### Set exercise
Rewrite the material below, switching every "boonie hat" to "bucket hat" and leaving everything else unchanged.

-------------------------

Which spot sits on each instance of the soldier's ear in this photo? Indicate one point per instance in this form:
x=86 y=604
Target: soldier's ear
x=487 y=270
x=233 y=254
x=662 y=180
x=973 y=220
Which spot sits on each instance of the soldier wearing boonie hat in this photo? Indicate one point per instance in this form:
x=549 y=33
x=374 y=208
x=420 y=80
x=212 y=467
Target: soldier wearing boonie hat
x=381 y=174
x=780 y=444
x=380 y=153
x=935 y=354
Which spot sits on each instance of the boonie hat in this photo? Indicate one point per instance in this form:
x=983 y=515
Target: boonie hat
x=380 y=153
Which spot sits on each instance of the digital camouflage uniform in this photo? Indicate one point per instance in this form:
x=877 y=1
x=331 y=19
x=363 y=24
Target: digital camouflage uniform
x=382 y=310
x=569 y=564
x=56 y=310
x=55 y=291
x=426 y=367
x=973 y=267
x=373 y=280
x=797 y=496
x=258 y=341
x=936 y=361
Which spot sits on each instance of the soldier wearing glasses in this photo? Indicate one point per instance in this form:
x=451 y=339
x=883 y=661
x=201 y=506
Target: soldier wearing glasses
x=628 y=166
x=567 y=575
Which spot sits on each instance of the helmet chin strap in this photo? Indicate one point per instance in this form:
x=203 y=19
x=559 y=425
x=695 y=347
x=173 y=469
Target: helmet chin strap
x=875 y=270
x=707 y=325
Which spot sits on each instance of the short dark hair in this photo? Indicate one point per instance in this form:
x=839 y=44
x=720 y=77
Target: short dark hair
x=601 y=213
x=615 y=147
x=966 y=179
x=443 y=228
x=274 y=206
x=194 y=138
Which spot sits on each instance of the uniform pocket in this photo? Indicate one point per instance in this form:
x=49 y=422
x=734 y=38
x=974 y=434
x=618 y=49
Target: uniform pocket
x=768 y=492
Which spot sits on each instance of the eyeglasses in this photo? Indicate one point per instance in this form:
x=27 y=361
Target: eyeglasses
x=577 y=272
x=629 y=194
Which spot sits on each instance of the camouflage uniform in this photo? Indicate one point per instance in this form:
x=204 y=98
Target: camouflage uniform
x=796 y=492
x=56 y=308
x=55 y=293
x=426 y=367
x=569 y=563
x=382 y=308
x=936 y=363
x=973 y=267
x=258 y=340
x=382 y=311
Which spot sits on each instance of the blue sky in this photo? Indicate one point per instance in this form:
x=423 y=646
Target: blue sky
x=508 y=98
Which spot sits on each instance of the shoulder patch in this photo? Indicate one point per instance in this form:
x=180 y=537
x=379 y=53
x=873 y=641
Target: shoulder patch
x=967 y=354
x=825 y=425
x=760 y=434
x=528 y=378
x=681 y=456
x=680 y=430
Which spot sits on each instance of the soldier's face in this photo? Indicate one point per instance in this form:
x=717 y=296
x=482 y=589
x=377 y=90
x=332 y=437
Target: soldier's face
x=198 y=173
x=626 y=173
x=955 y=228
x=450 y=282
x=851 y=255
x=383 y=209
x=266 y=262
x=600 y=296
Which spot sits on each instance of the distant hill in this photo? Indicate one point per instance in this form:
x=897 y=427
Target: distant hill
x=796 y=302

-------------------------

### Answer to this task
Which spot sits on each instance of the soldier's ear in this photo? Indicate one point per instance in this form:
x=86 y=604
Target: soldier's ear
x=487 y=270
x=233 y=254
x=662 y=180
x=973 y=220
Which spot sits on each instance of the soldier wearing bucket hat in this photo? Indicate one point per instance in this form:
x=549 y=33
x=374 y=208
x=420 y=80
x=212 y=467
Target: soldier wearing bucket hat
x=381 y=174
x=780 y=444
x=380 y=153
x=935 y=354
Which spot sits on each instance of the bucket hat in this photo? Indicate one point per instance in this form:
x=983 y=515
Target: bucket hat
x=380 y=153
Which spot sits on each instance of the digital camouflage uniform in this photo? Indicate one point per instance in this form:
x=877 y=1
x=331 y=19
x=363 y=24
Target: digital camouflage uniform
x=382 y=310
x=569 y=564
x=56 y=310
x=55 y=291
x=426 y=367
x=973 y=267
x=373 y=280
x=797 y=496
x=258 y=341
x=936 y=361
Which spot sits on each instance of the soldier wearing glasses in this photo? Indicate one point per instance in this form:
x=451 y=339
x=883 y=661
x=201 y=506
Target: soldier wearing glasses
x=628 y=166
x=567 y=575
Which spot sits on each instance of the helmet chin strap in this photo? Indicate one point per instance in this form:
x=203 y=19
x=559 y=425
x=695 y=347
x=173 y=469
Target: helmet chin strap
x=875 y=270
x=707 y=325
Which spot sits on each instance of the short dark hair in this photo? Indicate one point per instance in this form:
x=839 y=44
x=720 y=77
Target: short dark hair
x=601 y=213
x=615 y=147
x=966 y=179
x=443 y=228
x=274 y=206
x=194 y=138
Which spot sits on each instance of the uniform pocket in this photo? Indicate one point per instance in this form:
x=49 y=422
x=734 y=38
x=974 y=434
x=618 y=49
Target: uniform pocket
x=768 y=492
Which spot sits on each instance of the eyeglasses in this photo? Indicate one point per instance in this form:
x=27 y=361
Target: eyeglasses
x=577 y=272
x=629 y=194
Which spot sits on each instance of the camouflage uniform in this photo? Indicate one point per instance in this form:
x=204 y=98
Target: camouflage uniform
x=796 y=492
x=56 y=308
x=55 y=293
x=426 y=367
x=569 y=563
x=382 y=308
x=936 y=363
x=973 y=267
x=258 y=340
x=382 y=311
Which spot sits on each instance of the blue sky in this photo? Indicate one point per instance in this form:
x=423 y=646
Target: blue sky
x=508 y=98
Which spot sits on each instance of the shoulder patch in this photo? Indicate one point per instance in this form:
x=180 y=537
x=379 y=53
x=873 y=641
Target: shoulder patch
x=967 y=354
x=825 y=425
x=760 y=434
x=528 y=378
x=681 y=456
x=680 y=430
Which spot sits on each instance of the soldier's face in this photo? Indicate one point per instance in this form:
x=717 y=296
x=482 y=589
x=377 y=90
x=332 y=437
Target: soldier's face
x=198 y=173
x=626 y=173
x=955 y=228
x=450 y=282
x=851 y=255
x=383 y=209
x=266 y=262
x=600 y=296
Which spot sits on each instance of the distant hill in this photo? Indicate one point per instance in this form:
x=897 y=427
Target: distant hill
x=796 y=302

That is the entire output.